**WHAT TO PRODUCE**
Format every line of the material below as a JSON list of strings, one string per line, leaving out any blank lines.

>> Start RECORDS FOR PROCESSING

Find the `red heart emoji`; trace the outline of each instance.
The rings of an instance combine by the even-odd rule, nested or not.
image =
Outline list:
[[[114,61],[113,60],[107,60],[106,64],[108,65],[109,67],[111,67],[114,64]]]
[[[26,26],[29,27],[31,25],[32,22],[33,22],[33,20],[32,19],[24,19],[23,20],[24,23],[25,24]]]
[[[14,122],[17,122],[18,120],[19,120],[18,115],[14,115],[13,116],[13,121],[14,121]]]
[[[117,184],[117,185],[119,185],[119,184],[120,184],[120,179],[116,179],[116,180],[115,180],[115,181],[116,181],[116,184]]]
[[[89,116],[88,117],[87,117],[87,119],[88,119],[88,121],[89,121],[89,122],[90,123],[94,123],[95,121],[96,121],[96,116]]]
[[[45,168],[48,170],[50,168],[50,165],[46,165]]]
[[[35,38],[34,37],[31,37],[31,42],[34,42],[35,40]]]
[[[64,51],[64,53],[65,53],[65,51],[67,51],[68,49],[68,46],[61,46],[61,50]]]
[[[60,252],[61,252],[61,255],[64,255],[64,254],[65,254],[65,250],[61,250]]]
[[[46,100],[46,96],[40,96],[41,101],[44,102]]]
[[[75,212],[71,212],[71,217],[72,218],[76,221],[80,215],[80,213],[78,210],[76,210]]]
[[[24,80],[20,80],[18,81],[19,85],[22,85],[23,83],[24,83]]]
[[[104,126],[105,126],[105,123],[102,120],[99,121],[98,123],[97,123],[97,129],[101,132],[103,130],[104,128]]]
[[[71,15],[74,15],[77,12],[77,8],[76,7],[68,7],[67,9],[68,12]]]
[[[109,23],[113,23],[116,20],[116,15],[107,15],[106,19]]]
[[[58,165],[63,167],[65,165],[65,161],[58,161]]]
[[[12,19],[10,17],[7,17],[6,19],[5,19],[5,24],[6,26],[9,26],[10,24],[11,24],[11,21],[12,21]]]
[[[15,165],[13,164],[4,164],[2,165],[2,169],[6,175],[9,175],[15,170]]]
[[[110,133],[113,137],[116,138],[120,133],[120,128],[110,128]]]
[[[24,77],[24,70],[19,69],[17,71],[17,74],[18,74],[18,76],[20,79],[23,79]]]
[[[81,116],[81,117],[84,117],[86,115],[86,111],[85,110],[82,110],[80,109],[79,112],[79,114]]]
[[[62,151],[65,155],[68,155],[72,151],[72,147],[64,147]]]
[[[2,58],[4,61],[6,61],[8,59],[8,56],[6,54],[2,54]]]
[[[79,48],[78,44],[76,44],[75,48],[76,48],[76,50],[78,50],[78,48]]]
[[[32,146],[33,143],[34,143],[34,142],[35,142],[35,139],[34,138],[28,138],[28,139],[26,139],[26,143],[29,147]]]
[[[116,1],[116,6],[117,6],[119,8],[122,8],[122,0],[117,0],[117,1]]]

>> End RECORDS FOR PROCESSING

**THE REPLY**
[
  "Find the `red heart emoji`; trace the outline of each instance.",
  "The rings of an instance combine by the even-odd rule, nested or not.",
  "image =",
  "Outline list:",
  "[[[114,61],[113,60],[107,60],[106,64],[108,65],[109,67],[111,67],[114,64]]]",
  "[[[26,26],[29,27],[31,25],[32,22],[33,22],[33,20],[32,19],[24,19],[23,20],[24,23],[25,24]]]",
  "[[[14,122],[17,122],[18,120],[19,120],[18,115],[14,115],[13,116],[13,121],[14,121]]]",
  "[[[117,184],[117,185],[119,185],[119,184],[120,184],[120,179],[116,179],[116,180],[115,180],[115,181],[116,181],[116,184]]]",
  "[[[89,116],[88,117],[87,117],[87,119],[88,119],[88,121],[89,121],[89,122],[90,123],[94,123],[95,121],[96,121],[96,116]]]",
  "[[[45,168],[48,170],[50,168],[50,165],[46,165]]]",
  "[[[35,38],[34,37],[31,37],[31,42],[34,42],[35,40]]]",
  "[[[64,51],[64,53],[65,53],[65,51],[67,51],[68,49],[68,46],[61,46],[61,50]]]",
  "[[[60,252],[61,252],[61,255],[64,255],[64,254],[65,254],[65,250],[61,250]]]",
  "[[[46,100],[46,96],[40,96],[41,101],[44,102]]]",
  "[[[75,212],[71,212],[71,217],[72,218],[76,221],[80,215],[80,213],[78,210],[76,210]]]",
  "[[[24,80],[20,80],[18,81],[19,85],[22,85],[23,83],[24,83]]]",
  "[[[104,126],[105,126],[105,123],[102,120],[99,121],[98,123],[97,123],[97,129],[101,132],[103,130],[104,128]]]",
  "[[[71,15],[74,15],[77,12],[77,8],[76,7],[68,7],[67,9],[68,12]]]",
  "[[[109,23],[113,23],[116,20],[116,15],[107,15],[106,19]]]",
  "[[[58,165],[63,167],[65,165],[65,161],[58,161]]]",
  "[[[12,19],[10,17],[7,17],[6,19],[5,19],[5,24],[6,26],[9,26],[10,24],[11,24],[11,21],[12,21]]]",
  "[[[15,165],[13,164],[4,164],[2,165],[2,169],[6,175],[9,175],[15,170]]]",
  "[[[110,133],[113,137],[116,138],[120,133],[120,128],[110,128]]]",
  "[[[24,77],[24,70],[19,69],[17,71],[17,74],[18,74],[18,76],[20,79],[23,79]]]",
  "[[[81,116],[81,117],[84,117],[86,115],[86,111],[85,110],[82,110],[80,109],[79,112],[79,114]]]",
  "[[[62,151],[65,155],[68,155],[72,151],[72,147],[64,147]]]",
  "[[[2,58],[4,61],[6,61],[8,59],[8,56],[6,54],[2,54]]]",
  "[[[79,48],[78,44],[76,44],[75,48],[76,48],[76,50],[78,50],[78,48]]]",
  "[[[32,146],[33,143],[34,143],[34,142],[35,142],[35,139],[34,138],[28,138],[28,139],[26,139],[26,143],[29,147]]]",
  "[[[116,1],[116,6],[117,6],[119,8],[122,8],[122,0],[117,0],[117,1]]]"
]